Problem statement
Please copy exactly the lines that begin with the one containing "Each instance of the woman with" and end with the last line of the entries.

[A run of records]

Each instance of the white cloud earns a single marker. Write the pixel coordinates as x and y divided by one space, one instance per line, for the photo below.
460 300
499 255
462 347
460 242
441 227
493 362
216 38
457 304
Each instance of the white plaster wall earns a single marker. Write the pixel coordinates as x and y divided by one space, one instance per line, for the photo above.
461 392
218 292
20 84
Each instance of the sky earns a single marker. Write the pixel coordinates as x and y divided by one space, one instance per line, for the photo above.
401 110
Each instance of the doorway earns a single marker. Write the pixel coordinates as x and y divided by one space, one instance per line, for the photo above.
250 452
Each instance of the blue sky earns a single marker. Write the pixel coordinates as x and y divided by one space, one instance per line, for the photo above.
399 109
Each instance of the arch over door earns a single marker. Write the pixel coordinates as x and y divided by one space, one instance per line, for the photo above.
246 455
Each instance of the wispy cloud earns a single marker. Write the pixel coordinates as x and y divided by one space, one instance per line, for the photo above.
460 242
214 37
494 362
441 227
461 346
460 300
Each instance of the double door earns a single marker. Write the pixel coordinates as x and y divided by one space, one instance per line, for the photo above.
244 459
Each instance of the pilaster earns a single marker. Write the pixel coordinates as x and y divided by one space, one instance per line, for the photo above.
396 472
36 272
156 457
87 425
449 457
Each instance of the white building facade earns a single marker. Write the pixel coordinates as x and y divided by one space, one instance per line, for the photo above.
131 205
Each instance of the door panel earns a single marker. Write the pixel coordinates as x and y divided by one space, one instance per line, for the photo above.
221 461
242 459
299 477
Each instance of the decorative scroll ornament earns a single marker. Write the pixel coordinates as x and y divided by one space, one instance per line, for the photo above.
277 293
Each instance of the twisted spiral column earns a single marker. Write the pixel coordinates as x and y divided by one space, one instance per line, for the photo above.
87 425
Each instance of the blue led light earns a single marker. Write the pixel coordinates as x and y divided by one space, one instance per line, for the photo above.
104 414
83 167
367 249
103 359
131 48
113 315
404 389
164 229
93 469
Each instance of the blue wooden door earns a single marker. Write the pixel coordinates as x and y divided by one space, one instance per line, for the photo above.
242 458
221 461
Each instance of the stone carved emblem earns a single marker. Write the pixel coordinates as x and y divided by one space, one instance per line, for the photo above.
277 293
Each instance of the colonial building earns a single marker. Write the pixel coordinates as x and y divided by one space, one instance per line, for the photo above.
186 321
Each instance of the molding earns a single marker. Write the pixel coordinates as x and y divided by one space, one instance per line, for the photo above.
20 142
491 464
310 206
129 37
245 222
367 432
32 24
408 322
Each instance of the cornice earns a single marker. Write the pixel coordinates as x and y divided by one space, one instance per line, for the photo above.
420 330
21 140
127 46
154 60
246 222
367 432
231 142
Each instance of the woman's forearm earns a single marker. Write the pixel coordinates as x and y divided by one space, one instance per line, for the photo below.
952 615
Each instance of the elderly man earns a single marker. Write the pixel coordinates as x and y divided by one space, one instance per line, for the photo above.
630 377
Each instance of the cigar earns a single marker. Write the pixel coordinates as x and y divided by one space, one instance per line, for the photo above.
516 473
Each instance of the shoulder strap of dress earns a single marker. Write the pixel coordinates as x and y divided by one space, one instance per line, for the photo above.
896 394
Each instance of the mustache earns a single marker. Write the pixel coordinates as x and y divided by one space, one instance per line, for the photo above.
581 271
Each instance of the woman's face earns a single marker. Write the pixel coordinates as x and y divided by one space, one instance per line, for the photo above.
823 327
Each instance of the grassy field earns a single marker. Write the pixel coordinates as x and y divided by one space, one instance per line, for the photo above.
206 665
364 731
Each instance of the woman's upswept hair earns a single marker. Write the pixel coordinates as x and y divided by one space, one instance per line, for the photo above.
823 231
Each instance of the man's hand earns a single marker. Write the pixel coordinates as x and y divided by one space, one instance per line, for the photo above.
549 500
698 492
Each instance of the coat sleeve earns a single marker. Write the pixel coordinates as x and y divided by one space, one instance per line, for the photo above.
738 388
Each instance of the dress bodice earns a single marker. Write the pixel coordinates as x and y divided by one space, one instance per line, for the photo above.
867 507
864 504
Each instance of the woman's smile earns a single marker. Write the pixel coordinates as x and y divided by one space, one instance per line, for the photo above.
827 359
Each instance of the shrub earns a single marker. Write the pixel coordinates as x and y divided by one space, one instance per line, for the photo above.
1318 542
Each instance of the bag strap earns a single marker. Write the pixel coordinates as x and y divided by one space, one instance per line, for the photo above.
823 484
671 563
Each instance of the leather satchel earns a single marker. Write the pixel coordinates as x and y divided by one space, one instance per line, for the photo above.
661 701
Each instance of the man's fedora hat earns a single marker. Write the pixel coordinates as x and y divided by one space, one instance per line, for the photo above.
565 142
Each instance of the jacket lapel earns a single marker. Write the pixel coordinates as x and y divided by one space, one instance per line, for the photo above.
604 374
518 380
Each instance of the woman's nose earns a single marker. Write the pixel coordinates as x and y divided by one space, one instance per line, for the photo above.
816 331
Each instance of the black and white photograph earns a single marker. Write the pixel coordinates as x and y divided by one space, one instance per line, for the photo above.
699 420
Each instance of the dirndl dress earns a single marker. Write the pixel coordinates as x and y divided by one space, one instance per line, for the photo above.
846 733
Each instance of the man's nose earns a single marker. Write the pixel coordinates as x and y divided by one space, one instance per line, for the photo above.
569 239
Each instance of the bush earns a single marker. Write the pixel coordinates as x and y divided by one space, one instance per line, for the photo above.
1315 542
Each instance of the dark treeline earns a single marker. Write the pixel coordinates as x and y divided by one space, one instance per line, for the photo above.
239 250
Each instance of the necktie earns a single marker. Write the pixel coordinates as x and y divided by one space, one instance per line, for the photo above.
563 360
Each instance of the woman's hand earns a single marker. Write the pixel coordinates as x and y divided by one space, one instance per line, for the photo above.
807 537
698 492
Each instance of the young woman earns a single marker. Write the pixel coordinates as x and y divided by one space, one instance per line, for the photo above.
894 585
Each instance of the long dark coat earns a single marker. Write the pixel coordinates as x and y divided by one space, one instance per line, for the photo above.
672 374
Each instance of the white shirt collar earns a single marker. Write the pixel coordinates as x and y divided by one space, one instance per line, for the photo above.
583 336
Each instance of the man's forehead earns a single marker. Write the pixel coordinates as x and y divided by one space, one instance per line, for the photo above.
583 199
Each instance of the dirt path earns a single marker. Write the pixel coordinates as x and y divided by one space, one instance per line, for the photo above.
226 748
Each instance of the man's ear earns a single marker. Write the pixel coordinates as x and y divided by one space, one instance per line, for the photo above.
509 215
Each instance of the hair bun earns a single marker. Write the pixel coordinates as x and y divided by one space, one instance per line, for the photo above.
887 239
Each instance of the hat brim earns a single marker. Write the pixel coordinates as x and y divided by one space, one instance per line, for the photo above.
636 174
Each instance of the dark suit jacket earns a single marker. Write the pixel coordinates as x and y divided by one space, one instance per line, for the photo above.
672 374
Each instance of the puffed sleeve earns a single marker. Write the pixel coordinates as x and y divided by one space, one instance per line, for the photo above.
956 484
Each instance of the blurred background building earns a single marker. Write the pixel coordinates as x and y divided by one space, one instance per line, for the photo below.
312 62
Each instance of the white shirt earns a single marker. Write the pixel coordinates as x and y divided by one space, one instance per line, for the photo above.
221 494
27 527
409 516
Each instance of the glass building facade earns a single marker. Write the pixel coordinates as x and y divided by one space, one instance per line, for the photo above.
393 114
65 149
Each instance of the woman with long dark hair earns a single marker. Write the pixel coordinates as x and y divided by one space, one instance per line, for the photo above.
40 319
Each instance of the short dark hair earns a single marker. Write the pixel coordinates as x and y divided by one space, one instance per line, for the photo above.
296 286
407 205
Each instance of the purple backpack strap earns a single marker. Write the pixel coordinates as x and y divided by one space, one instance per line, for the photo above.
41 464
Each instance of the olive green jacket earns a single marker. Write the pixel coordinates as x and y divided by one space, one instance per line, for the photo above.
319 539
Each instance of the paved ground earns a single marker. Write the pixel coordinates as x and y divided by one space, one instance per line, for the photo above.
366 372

Output
Each instance of the woman with long dark hair earns a single marker. Write the pixel coordinates as x and y divided by one space, one instance per line, for the photo above.
40 319
Each instance of the short dark hair earns a single marker. Write the pixel coordinates as x and y divided by one space, one instance per line, for the photo above.
296 286
407 205
Each instance of the purple backpack strap earns a single marker. Write the pixel coordinates as x and y divided by one space, one instance per line, for the photo above.
41 464
Each instance of the olive green jacket earns a single marker. Write the pixel coordinates as x and y divided by one space, one instance per line, for the photo above.
319 539
Each instance of the paved ground earns a single marker. Write the pixel coordinates as x and y divided by one space, one instance per line, for the photo above.
366 372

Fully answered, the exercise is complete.